(Beginning of SELECTED EXCERPT)

Furthermore, I think the next popular network would bill itself as being anti-FB.
One of the ones I'm looking at is taking registrations while in closed beta. I think it is to generate a userbase who can all begin to access it at the same time when invites are sent - to hopefully gain a large amount of popularity quickly.
They can try to claim that, but any business that stores people's photos, personal profiles, posts, messages, etc. would have everything it needed to become just as bad for privacy as Facebook if they wanted to. They would need to convince people that they would not do bad things with the data. But even if we trusted them, they could change their minds at any time, or hackers could steal the data.
The only way to prevent such data from being stolen is to never collect it -- but a social network without that kind of data would not be very social.
A new social network doesn't have to be advertising-focused or based.
I'd recommend Telegram because of its superior UX, though normal chats are not end-to-end encrypted. I wouldn't recommend Signal for anything other than voice calls (mainly because it purposely prevents backing up information, thus preventing moving conversations from one device to another). If you prefer a free and decentralized option, Matrix (matrix.org), with the Riot (riot.im) client on multiple platforms, is something to try.
The only nuisance is that FB constantly nags me to install the app. Well, it started nagging me to install the app. Then it gave up on that and suggested the "FB Lite" app. No thanks...
https://f-droid.org/packages/it.rignanese.leo.slimfacebook/
https://news.ycombinator.com/newsguidelines.html
I do feel strongly that facebook as a tool has evolved to become more toxic than beneficial. I don't think being worked up against it will solve anything so I find that my ignoring it is way more useful in the long term and trying to leave and having to decide what to keep, who to notify, etc. From my perspective facebook can very well become slowly irrelevant and now one will care.
But that's exactly the thing that makes Facebook worthless to me.
I have maybe half a dozen of real friends, add a dozen of acquaintances to this list.
It's absolutely worth my time and I value those friendships deeply enough to invest time and energy into them.

(End of SELECTED EXCERPT)
(Beginning of EXTRACTED INFORMATION)

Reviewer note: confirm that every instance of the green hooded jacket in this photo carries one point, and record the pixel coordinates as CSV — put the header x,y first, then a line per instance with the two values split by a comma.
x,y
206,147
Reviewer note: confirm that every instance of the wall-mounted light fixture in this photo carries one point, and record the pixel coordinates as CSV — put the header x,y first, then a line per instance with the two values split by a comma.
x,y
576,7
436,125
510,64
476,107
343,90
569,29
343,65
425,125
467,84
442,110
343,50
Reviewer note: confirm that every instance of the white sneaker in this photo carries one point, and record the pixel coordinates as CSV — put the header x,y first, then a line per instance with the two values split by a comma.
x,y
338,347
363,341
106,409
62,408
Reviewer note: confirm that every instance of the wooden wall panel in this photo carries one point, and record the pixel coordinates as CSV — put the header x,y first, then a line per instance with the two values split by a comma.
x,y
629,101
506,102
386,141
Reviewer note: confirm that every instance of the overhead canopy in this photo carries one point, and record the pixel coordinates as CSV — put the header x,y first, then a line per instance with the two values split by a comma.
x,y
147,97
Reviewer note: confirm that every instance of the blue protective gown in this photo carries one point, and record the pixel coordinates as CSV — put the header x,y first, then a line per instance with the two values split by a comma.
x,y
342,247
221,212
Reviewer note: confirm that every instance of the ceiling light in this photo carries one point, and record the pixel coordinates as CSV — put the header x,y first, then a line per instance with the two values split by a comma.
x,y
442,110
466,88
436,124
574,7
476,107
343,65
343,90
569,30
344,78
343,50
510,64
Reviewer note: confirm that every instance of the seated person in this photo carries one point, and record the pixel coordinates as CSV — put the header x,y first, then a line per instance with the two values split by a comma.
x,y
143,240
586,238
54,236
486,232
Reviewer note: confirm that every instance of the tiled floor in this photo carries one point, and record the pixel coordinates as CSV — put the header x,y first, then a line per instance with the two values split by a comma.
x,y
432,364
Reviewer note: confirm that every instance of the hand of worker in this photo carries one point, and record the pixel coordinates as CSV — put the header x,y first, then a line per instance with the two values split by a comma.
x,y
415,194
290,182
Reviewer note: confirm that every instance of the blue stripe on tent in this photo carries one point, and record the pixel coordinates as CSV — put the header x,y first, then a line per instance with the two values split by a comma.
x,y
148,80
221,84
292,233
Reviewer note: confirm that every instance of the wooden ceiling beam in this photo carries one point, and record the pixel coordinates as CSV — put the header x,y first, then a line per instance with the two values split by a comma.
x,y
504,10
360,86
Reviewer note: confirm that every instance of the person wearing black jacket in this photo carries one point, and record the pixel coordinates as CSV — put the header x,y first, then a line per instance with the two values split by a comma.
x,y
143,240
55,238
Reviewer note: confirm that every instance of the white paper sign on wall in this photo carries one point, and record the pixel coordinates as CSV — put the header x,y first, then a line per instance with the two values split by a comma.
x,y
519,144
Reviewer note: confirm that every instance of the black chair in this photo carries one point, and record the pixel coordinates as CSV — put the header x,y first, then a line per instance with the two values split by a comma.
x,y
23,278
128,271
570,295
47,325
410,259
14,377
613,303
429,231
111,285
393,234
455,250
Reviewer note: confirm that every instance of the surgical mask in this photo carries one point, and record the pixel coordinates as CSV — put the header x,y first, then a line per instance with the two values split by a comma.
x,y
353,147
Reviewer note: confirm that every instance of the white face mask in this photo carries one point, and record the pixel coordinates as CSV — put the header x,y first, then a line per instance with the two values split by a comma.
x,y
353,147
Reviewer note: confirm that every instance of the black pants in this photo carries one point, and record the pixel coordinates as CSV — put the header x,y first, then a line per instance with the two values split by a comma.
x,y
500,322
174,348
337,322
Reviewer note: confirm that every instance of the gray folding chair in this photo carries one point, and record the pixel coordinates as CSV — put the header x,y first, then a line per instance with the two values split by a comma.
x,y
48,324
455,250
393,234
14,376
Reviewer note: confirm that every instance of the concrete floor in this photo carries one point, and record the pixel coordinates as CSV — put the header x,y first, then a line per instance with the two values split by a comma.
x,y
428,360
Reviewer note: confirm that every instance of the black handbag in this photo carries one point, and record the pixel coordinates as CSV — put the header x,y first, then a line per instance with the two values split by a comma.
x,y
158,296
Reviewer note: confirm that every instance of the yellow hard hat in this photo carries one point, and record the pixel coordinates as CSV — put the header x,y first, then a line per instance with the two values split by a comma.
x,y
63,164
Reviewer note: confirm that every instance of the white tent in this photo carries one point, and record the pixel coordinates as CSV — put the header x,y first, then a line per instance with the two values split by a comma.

(End of EXTRACTED INFORMATION)

_WHAT YOU NEED TO DO_.
[a] List the kinds of data that the Facebook discussion says a business might store about people.
[b] Write what comes next in the Facebook discussion, picking up after its final sentence.
The rows play no part in what follows.

_ANSWERS TO THE TASKS_.
[a] photos, personal profiles, posts, messages

[b]
I cannot - in seriousness - maintain "friendships" with dozens or hundreds of "friends" and I couldn't care less what my class mates from high school did last summer. I'm absolutely not interested in a machine, which maintains such non-friendships for me.
Being a baby boomer this may be a generational thing, but I just don't care for that shallowness that Facebook defines as friendship.
Besides, I don't see how your solution would hurt Facebook any more than just using Facebook without clicking on the ads.
The value of Facebook is that it's easy to use and almost everyone you know has an account. Any competing solution needs to get both of those things right.
By the way, getting those things right at the scale of Facebook requires highly skilled people, and some of them are going to make $240k a year or more -- why are you citing the Facebook median salary like it's a bad thing?
Email has those qualities. And doesn't need people making 6 figure salaries to run it.
I don't use the app for Facebook, since a browser gives a lot more control (on things like blocking ads, trackers, and still having messenger in the same tab). Sometimes I use mbasic.facebook.com from the browser for a messenger-integrated experience, but it's somewhat painful in certain ways.
That's actually a sorta neat business idea: If all these data krakens know everything about my friends and family anyway, they could make gift suggestions. I'm absolutely horrible at choosing gifts, mostly because I despise getting gifts.